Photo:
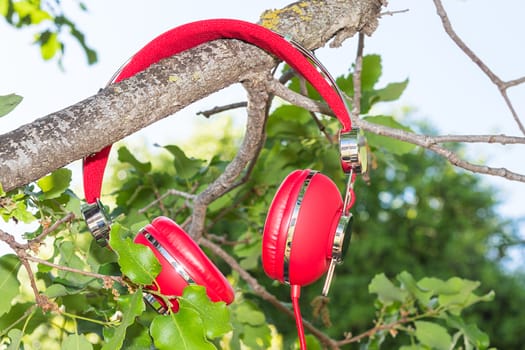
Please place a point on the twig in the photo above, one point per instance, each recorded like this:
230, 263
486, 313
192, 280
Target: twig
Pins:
356, 108
208, 113
501, 139
430, 142
170, 192
278, 89
423, 141
502, 86
250, 147
37, 240
117, 279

------------------------

• Goal of the exercise: Reproduce the listing above with every "twig" changed to "branch" and nothing else altered. Leave the pictures out.

• Solution for this exercise:
Photo:
Please place a point on the branch in the photo above, one point per instance, each recorded like this:
230, 263
486, 313
192, 280
Target: branch
Pins:
356, 108
208, 113
501, 139
430, 142
170, 192
278, 89
423, 141
502, 86
250, 147
37, 240
117, 279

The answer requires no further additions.